Stated goal A
Answer these questions from the outbox text:
(i) What does the guarantee table say about a Kafka event being delivered exactly once globally?
(ii) Which tool is named as common for the CDC outbox pattern?
(iii) Connector lag should be monitored as part of what?
Stated goal B
Return the stretch of the outbox text starting at "6.2 CDC Outbox" and ending at "business process latency.", word for word.

Text segment
━━━━
This simple relay is understandable but has one subtle issue:

Publishing to Kafka and marking the row as published are still two separate systems.

If the relay publishes successfully and crashes before markPublished, it may publish the same event again later.

Therefore downstream consumers must still be idempotent.

5.4 Outbox Guarantee

Transactional outbox gives:

Property	Guarantee
DB state + event intent atomicity	Yes
Event eventually published	Yes, if relay operates correctly
Kafka event exactly once globally	No
Duplicate event possible	Yes
Consumer idempotency still required	Yes
Auditability	Strong if event row is retained

Outbox changes the problem from:

“Event may be lost.”

into:

“Event may be duplicated, but not silently lost.”

That is usually the better failure mode.

6. Pattern 2 — CDC Outbox

Instead of polling the outbox table directly, a CDC connector can read the database transaction log and publish changes to Kafka.

This pattern is common with Debezium.

6.1 Why CDC Helps

Concern	Polling Relay	CDC Outbox
Extra DB polling load	Yes	Lower, reads log
Event order relative to DB commit	Approximate by polling	Based on log order
Operational dependency	Application-owned relay	Kafka Connect + connector
Transformation	Application code	Connector SMT / routing
Failure surface	App scheduler + DB + Kafka	Connect cluster + DB log + Kafka

CDC outbox is powerful, but it moves operational complexity to Kafka Connect and the database log configuration.

6.2 CDC Outbox Invariants

The outbox row is inserted in the same transaction as business state.
The CDC connector reads only committed changes.
The connector publishes to Kafka with stable key and payload routing.
The consumer remains idempotent.
Connector lag is monitored as part of business process latency.

6.3 When CDC Outbox Is Better

Use CDC outbox when:

You already operate Kafka Connect reliably.
Multiple services need consistent outbox publishing.
Polling overhead is unacceptable.
You want database commit order to be reflected more naturally.
You need operational uniformity across many services.

Avoid CDC outbox when:

The team cannot operate connectors, offsets, and schema routing.
The database log retention is too short for outage recovery.
The application needs complex custom publish logic that does not belong in connector transforms.
Security policy does not allow CDC access to the database log.

7. Pattern 3 — Kafka Transactions

Kafka transactions are useful when the atomic boundary is inside Kafka.
━━━━
Listing
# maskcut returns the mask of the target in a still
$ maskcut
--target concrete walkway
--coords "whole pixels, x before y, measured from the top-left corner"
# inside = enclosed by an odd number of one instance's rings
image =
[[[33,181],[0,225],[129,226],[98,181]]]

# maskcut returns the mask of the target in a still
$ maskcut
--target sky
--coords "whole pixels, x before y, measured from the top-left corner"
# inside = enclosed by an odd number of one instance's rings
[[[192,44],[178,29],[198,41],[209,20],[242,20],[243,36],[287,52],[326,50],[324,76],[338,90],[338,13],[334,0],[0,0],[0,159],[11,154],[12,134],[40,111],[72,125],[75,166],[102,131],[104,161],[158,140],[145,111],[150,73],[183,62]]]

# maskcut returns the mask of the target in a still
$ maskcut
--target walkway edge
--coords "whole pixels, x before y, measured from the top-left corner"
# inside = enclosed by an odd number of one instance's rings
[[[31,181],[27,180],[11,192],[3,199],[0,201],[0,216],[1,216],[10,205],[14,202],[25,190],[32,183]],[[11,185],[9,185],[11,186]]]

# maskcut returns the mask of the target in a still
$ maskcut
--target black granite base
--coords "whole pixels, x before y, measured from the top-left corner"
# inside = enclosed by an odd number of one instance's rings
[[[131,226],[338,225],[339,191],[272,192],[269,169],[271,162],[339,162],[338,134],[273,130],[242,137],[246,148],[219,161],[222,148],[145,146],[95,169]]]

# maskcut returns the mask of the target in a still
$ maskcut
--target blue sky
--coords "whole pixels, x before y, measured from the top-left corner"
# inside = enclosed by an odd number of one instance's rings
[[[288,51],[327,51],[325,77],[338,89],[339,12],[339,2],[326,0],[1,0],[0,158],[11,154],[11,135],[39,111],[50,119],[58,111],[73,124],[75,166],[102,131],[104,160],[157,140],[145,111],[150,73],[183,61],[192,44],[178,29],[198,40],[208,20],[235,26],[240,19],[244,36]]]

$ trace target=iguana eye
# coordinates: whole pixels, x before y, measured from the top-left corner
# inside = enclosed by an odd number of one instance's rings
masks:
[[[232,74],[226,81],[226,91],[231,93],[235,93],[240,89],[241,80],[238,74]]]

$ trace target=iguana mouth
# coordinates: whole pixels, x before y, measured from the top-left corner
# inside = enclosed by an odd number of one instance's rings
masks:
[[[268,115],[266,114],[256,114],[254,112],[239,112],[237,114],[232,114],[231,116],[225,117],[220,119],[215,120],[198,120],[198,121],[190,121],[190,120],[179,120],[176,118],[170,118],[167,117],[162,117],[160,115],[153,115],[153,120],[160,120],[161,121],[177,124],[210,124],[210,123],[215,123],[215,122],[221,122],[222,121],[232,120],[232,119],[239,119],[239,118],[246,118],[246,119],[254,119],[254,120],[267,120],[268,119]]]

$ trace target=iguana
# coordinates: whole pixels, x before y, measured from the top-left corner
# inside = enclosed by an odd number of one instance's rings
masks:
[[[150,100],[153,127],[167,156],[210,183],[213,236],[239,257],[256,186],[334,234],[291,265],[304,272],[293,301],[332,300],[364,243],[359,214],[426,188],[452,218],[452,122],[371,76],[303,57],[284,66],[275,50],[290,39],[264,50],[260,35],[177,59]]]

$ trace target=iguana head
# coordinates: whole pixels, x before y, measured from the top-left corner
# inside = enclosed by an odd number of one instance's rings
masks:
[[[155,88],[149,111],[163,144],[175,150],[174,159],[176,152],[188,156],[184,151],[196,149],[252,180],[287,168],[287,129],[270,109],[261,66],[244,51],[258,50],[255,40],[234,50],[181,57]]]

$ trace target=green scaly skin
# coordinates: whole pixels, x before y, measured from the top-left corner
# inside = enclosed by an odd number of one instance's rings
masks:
━━━━
Output A
(i) No. Exactly-once global delivery is not guaranteed.
(ii) Debezium
(iii) Business process latency

Output B
6.2 CDC Outbox Invariants

The outbox row is inserted in the same transaction as business state.
The CDC connector reads only committed changes.
The connector publishes to Kafka with stable key and payload routing.
The consumer remains idempotent.
Connector lag is monitored as part of business process latency.